Stated goal:
Retype the lines below without changing anything.

Dataset:
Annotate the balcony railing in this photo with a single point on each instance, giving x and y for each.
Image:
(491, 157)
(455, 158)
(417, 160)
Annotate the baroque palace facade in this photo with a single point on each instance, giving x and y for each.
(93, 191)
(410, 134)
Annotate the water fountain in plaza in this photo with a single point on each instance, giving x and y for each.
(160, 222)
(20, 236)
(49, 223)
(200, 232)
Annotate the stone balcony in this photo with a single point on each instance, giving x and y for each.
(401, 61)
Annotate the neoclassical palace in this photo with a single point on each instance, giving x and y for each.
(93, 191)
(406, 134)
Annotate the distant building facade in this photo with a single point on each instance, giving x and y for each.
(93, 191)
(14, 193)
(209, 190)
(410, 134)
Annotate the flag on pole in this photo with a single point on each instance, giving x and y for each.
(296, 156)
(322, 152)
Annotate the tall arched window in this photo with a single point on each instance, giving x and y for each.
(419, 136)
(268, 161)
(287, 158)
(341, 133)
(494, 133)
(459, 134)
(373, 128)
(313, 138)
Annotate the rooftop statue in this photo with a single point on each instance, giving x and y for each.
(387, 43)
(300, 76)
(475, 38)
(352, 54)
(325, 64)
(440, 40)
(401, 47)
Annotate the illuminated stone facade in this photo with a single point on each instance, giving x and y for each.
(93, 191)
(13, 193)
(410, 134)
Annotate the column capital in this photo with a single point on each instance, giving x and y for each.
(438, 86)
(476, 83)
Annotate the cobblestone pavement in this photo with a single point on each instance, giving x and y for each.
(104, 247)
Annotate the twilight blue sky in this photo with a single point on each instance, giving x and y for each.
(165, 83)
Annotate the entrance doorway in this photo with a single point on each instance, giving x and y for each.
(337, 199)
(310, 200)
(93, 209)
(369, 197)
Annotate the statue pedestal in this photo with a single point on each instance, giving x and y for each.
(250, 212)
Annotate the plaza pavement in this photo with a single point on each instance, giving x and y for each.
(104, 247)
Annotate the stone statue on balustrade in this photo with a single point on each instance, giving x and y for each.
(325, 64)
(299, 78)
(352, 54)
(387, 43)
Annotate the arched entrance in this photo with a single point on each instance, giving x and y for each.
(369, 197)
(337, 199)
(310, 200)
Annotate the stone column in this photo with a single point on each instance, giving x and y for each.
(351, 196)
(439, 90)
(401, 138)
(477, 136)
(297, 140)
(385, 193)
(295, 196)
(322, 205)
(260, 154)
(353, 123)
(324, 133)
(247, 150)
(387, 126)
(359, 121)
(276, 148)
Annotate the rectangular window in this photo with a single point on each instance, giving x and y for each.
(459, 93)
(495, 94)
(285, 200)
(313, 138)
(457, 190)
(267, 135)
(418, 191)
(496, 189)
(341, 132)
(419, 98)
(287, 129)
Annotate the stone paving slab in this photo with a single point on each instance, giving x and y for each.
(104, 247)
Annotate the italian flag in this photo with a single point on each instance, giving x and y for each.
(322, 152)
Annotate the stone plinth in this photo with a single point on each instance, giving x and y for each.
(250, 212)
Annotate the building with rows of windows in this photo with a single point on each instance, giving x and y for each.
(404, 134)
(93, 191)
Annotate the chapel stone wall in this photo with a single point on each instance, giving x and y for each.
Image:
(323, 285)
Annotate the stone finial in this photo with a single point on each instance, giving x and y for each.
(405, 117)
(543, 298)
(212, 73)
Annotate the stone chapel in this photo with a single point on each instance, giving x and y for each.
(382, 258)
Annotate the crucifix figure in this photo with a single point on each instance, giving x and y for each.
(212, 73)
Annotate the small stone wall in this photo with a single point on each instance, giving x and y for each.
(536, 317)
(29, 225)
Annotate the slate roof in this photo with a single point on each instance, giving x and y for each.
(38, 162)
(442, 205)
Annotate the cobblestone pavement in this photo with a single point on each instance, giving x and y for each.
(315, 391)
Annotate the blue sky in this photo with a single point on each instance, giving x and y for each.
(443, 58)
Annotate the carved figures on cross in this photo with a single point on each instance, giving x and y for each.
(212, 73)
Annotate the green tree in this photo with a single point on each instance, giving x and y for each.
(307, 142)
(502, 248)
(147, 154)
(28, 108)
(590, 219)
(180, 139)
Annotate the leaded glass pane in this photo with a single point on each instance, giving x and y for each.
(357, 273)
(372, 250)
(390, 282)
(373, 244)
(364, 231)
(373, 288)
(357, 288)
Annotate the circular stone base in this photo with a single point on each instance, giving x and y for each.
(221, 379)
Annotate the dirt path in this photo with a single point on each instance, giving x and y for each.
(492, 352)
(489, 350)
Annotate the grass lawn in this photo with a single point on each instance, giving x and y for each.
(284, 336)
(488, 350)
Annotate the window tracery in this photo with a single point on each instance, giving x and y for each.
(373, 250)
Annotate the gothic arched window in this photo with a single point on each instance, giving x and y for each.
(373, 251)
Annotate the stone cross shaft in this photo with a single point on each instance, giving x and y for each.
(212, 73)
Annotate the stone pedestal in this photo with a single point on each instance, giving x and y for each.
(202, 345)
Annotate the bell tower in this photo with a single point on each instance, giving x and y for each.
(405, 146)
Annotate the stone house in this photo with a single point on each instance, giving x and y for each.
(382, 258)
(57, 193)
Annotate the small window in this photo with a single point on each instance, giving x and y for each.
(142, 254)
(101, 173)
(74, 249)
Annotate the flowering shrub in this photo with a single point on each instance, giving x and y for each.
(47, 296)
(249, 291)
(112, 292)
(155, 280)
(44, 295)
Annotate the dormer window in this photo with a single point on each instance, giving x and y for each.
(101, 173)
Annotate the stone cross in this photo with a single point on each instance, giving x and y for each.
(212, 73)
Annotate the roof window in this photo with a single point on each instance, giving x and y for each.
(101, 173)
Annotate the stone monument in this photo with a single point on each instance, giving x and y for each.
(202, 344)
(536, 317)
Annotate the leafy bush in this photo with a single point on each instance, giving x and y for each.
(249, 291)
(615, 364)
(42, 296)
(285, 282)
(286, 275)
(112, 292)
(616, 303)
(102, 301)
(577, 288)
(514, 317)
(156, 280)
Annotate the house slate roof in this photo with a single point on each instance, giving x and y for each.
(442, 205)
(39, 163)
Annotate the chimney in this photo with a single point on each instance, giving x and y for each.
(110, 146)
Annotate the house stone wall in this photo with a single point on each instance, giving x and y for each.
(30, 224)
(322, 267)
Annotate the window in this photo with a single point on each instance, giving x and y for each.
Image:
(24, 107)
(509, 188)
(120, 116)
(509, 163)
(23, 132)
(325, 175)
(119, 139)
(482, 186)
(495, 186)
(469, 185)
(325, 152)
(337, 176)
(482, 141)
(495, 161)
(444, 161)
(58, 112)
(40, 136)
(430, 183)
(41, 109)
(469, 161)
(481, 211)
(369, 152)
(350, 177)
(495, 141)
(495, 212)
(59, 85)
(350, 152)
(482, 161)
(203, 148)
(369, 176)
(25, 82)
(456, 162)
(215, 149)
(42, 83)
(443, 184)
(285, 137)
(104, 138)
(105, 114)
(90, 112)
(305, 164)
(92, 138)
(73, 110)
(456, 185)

Task answer:
Annotate the balcony railing in this photo with a single point on each instance, giving x and y for each.
Image:
(491, 157)
(455, 158)
(417, 160)
Annotate the baroque palace facade in this photo with a single point on each instance, giving x and y for each.
(93, 191)
(410, 134)
Annotate the water fountain in plaza in this photo with a single point on each instance, giving x and y for each.
(160, 222)
(20, 236)
(49, 223)
(200, 232)
Annotate the stone balcony in this photo with a single point on each instance, giving x and y for each.
(401, 61)
Annotate the neoclassical palace in this photo with a single point on each instance, giving x and y for each.
(93, 191)
(406, 134)
Annotate the distant building facade in this photo with a single point on each instance, giving x and y for each.
(93, 191)
(14, 193)
(209, 190)
(410, 134)
Annotate the flag on pole in this photo with a single point on each instance, giving x and y for each.
(296, 156)
(322, 152)
Annotate the tall arched window in this photo with a single point on each instance, giving x and y for each.
(419, 136)
(268, 161)
(287, 158)
(341, 133)
(494, 133)
(459, 134)
(373, 128)
(313, 138)
Annotate the rooftop statue in this photo with a single point on each instance, giving x and y for each.
(387, 43)
(300, 76)
(475, 38)
(352, 54)
(325, 64)
(440, 40)
(401, 47)
Annotate the illuminated stone facade in this photo with a single point on each instance, giving x and y for each.
(93, 191)
(13, 193)
(410, 134)
Annotate the column capital in this photo with a single point on each instance, giving x and y for each.
(438, 86)
(476, 83)
Annotate the cobblestone pavement in this photo with a single point on each instance, giving x and y for each.
(104, 247)
Annotate the twilight blue sky in this photo with a single point on each instance, giving x and y for each.
(165, 83)
Annotate the entrance doorway in this photo with a single point on each instance, giving x and y for each.
(337, 199)
(310, 200)
(93, 209)
(369, 197)
Annotate the statue pedestal in this photo with a single point on each instance, giving x and y for each.
(250, 212)
Annotate the plaza pavement in this photo with a single point on each instance, giving x and y for each.
(104, 247)
Annotate the stone statue on balustrade in this photo with a single point on each instance, giving x and y for each.
(325, 64)
(299, 78)
(352, 54)
(387, 43)
Annotate the arched entrance in this photo with a single point on each instance, giving x and y for each.
(369, 197)
(337, 199)
(310, 200)
Annotate the stone column in this photo with a single point on each instance, giving x and y for each.
(351, 196)
(439, 90)
(401, 138)
(477, 136)
(297, 140)
(385, 193)
(295, 196)
(322, 205)
(260, 154)
(353, 123)
(324, 133)
(247, 150)
(387, 126)
(359, 121)
(276, 148)
Annotate the rectangular window in this photo with a single point on each instance, giving x and y for each.
(459, 93)
(495, 94)
(285, 200)
(313, 138)
(457, 190)
(267, 135)
(418, 191)
(496, 189)
(341, 132)
(419, 98)
(287, 129)
Annotate the stone paving slab in this photo with a single point on each instance, giving x and y for each.
(104, 247)
Annotate the italian flag in this photo with a single point on each instance, giving x and y for each.
(322, 152)
Annotate the stone plinth in this photo with a single point on each instance, giving x and y for each.
(250, 212)
Annotate the building with rows of windows in this photo with a single point on each instance, giving x and y for each.
(404, 134)
(93, 191)
Annotate the chapel stone wall in this photo with a single point on each instance, giving x and y for each.
Image:
(323, 285)
Annotate the stone finial in this photo with a single point on each instance, giving x and y for each.
(405, 117)
(543, 298)
(212, 73)
Annotate the stone chapel in this photo with a single point on each instance, giving x and y for each.
(382, 258)
Annotate the crucifix figure in this photo with a single point on each instance, giving x and y for each.
(212, 73)
Annotate the small stone wall in this photo with a single point on each instance, giving x and y for each.
(536, 317)
(29, 225)
Annotate the slate roof in this photo with a single point on each instance, giving x and y for each.
(38, 162)
(442, 205)
Annotate the cobblestone pavement in this photo with a single point on each instance, giving x and y for each.
(315, 391)
Annotate the blue sky in this photo with a single point on each instance, giving x and y for each.
(443, 58)
Annotate the carved figures on cross in this photo with a single point on each instance, giving x and y for each.
(212, 73)
Annotate the green tree in this photo with a single point on each instance, giving x and y for each.
(307, 142)
(502, 248)
(147, 154)
(28, 108)
(590, 219)
(180, 139)
Annotate the leaded glass pane in this photo with a single point on each instance, giving x and y for each.
(357, 273)
(372, 250)
(390, 282)
(373, 244)
(364, 231)
(373, 288)
(357, 288)
Annotate the circular stone base in this photo with a single point on each instance, giving x and y for each.
(221, 379)
Annotate the dirt path in this photo with a single point on each instance, giving x and y for each.
(492, 352)
(489, 350)
Annotate the grass lawn in this photo with a single point on each instance, giving x and y for each.
(284, 336)
(488, 350)
Annotate the window tracery in this photo with a single point on each instance, giving x and y for each.
(373, 250)
Annotate the gothic arched window in this photo with a single point on each instance, giving x and y for each.
(373, 251)
Annotate the stone cross shaft in this photo with a single point on each instance, giving x and y for each.
(212, 73)
Annotate the stone pedestal in this photo with a single point on each instance, giving x and y for each.
(202, 345)
Annotate the bell tower in this photo with a single point on each instance, giving x and y for each.
(405, 146)
Annotate the stone house in this photo with a single point on each instance, giving x and y for each.
(382, 258)
(57, 193)
Annotate the small window in this photo with a single point on each instance, giving x and y for each.
(142, 254)
(101, 173)
(74, 249)
Annotate the flowering shrub in this photo with a single point on each instance, giving x and y for each.
(47, 296)
(249, 291)
(112, 292)
(155, 280)
(44, 295)
Annotate the dormer window in this photo with a single point on each instance, giving x and y for each.
(101, 173)
Annotate the stone cross in this photo with a single point on each instance, giving x and y for each.
(212, 73)
Annotate the roof window in this photo with a single point on each instance, giving x and y for each.
(101, 173)
Annotate the stone monument in this photo with a single point on each instance, giving x and y for each.
(202, 344)
(536, 317)
Annotate the leafy bush in this photo with a single point on each instance, giving x and y for each.
(249, 291)
(615, 364)
(42, 296)
(285, 282)
(286, 275)
(112, 292)
(616, 303)
(102, 301)
(577, 288)
(514, 317)
(156, 280)
Annotate the house slate roof in this photo with a single point on each instance, giving x and y for each.
(442, 205)
(39, 163)
Annotate the chimney in this photo with a single point on each instance, giving x and y for each.
(110, 146)
Annotate the house stone wall in this photo with a single point on each instance, giving x and y for each.
(30, 224)
(322, 267)
Annotate the window in this photo with a single point on each instance, giving x and y for each.
Image:
(24, 107)
(509, 188)
(120, 116)
(509, 163)
(23, 132)
(325, 175)
(119, 139)
(482, 186)
(495, 186)
(469, 185)
(325, 152)
(337, 176)
(482, 141)
(495, 161)
(444, 161)
(58, 112)
(40, 136)
(430, 183)
(41, 109)
(469, 161)
(481, 211)
(369, 152)
(350, 177)
(495, 141)
(495, 212)
(59, 85)
(350, 152)
(482, 161)
(203, 148)
(369, 176)
(25, 82)
(456, 162)
(215, 149)
(42, 83)
(443, 184)
(285, 137)
(104, 138)
(105, 114)
(90, 112)
(305, 164)
(92, 138)
(73, 110)
(456, 185)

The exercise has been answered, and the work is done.